## Soal Tugas a:
Ambil persis bagian dari artikel tentang wayang kulit, mulai dari "Saat agama Islam" sampai "Bahasa Melayu kental.".

## Kutipan Dokumen:
Sejarah Penggunaan Wayang Kulit yang Jadi Medium Dakwah Islam di Indonesia
19 March 2024 |
21:07 WIB
Wayang kulit adalah salah satu medium seni yang menjadi kebanggaan masyarakat Indonesia. Suatu bentuk drama teater dramatik dengan menggerakan wayang-wayang kulit biasanya menampilkan kisah-kisah epos dari Hindu Ramayana dan Mahabharata. Uniknya wayang ternyata juga bisa dijadikan sebagai medium dakwah Islam di Indonesia.
Saat agama Islam baru mulai disebarkan oleh Bangsa Arab di Indonesia pada abad ke-7 Masehi, terdapat beberapa masalah yang dihadapi. Selain pengaruh Hindu dan Buddha yang masih menjadi agama dominan, tantangan lain yang tak kalah besar yaitu kendala bahasa. Kala itu masyarakat Indonesia masih menggunakan Bahasa Melayu kental.

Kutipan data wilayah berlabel
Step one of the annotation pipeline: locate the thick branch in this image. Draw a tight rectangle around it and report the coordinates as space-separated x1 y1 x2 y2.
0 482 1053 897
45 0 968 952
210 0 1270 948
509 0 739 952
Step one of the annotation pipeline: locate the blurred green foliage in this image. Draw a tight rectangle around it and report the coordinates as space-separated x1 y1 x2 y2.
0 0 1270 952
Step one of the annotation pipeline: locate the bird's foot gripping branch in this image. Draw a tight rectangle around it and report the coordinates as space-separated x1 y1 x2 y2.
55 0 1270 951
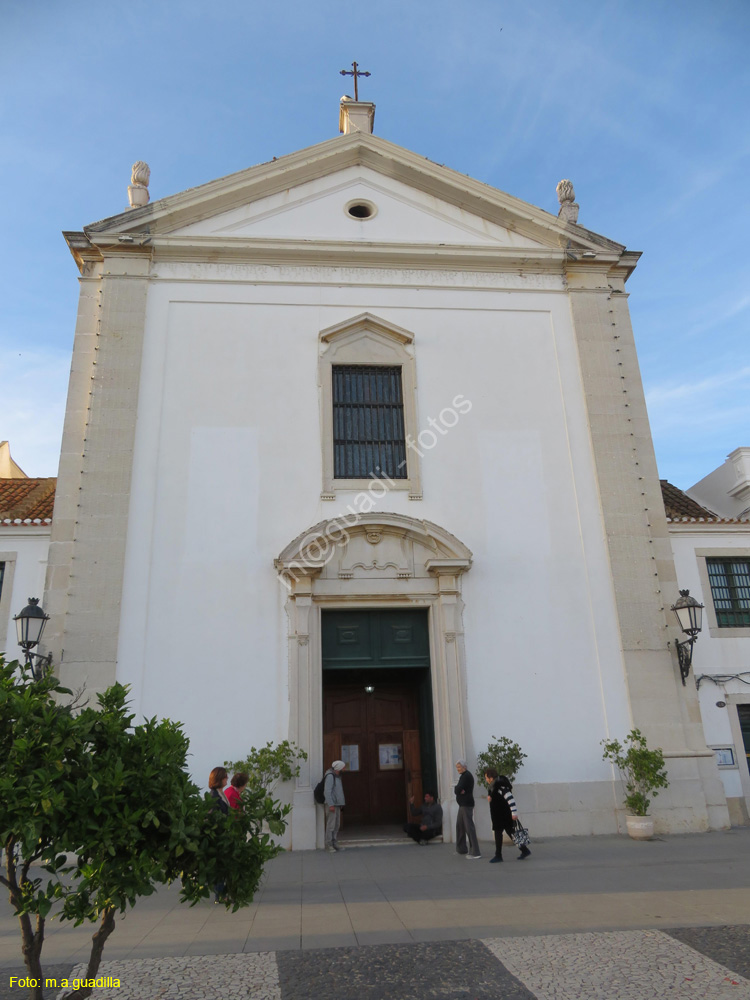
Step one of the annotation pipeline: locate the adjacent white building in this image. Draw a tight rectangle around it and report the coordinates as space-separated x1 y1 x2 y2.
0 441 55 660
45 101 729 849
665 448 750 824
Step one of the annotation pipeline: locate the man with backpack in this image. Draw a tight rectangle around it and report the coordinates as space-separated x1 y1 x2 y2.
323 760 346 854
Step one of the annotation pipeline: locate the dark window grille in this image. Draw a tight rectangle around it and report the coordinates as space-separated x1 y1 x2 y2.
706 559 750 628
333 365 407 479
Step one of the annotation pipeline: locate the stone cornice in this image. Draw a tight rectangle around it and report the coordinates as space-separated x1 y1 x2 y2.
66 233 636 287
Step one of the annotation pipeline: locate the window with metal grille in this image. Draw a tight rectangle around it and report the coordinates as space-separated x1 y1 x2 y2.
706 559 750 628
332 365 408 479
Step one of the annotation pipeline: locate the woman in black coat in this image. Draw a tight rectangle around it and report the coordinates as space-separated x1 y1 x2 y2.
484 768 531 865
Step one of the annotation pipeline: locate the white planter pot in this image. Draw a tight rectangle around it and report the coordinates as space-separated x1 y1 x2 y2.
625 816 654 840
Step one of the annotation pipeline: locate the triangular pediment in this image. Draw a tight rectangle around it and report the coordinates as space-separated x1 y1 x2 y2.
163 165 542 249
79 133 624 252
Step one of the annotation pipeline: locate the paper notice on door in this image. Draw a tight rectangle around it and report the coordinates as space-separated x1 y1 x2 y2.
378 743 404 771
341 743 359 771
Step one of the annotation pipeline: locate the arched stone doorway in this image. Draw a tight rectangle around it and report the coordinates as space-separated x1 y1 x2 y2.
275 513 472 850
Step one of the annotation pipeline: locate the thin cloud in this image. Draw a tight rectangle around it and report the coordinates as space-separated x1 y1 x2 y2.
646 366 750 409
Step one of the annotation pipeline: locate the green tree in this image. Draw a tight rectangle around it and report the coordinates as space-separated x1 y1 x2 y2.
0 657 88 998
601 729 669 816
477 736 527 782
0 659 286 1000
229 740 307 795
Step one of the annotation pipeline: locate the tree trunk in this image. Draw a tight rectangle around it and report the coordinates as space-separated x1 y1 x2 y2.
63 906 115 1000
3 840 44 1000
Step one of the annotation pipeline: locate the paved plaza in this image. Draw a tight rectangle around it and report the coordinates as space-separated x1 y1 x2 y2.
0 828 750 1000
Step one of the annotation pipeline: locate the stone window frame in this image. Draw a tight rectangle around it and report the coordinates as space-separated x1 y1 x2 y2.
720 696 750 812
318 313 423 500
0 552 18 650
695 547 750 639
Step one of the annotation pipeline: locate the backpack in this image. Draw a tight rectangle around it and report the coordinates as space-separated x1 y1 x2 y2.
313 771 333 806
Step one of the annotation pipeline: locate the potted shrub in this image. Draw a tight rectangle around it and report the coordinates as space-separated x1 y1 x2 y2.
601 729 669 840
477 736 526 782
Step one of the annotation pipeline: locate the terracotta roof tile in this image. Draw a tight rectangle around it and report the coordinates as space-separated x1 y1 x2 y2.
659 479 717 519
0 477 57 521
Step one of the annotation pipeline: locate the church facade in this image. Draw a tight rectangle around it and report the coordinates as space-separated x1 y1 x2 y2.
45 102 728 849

## Soal Tugas b:
Salin ulang secara persis baris-baris dalam daftar, dari baris yang memuat "Step one of the annotation pipeline: locate the white" sampai baris yang memuat "79 133 624 252", termasuk kedua baris itu.

## Jawaban Lengkap a:
Saat agama Islam baru mulai disebarkan oleh Bangsa Arab di Indonesia pada abad ke-7 Masehi, terdapat beberapa masalah yang dihadapi. Selain pengaruh Hindu dan Buddha yang masih menjadi agama dominan, tantangan lain yang tak kalah besar yaitu kendala bahasa. Kala itu masyarakat Indonesia masih menggunakan Bahasa Melayu kental.

## Jawaban Lengkap b:
Step one of the annotation pipeline: locate the white planter pot in this image. Draw a tight rectangle around it and report the coordinates as space-separated x1 y1 x2 y2.
625 816 654 840
Step one of the annotation pipeline: locate the triangular pediment in this image. Draw a tight rectangle around it and report the coordinates as space-separated x1 y1 x2 y2.
163 165 542 249
79 133 624 252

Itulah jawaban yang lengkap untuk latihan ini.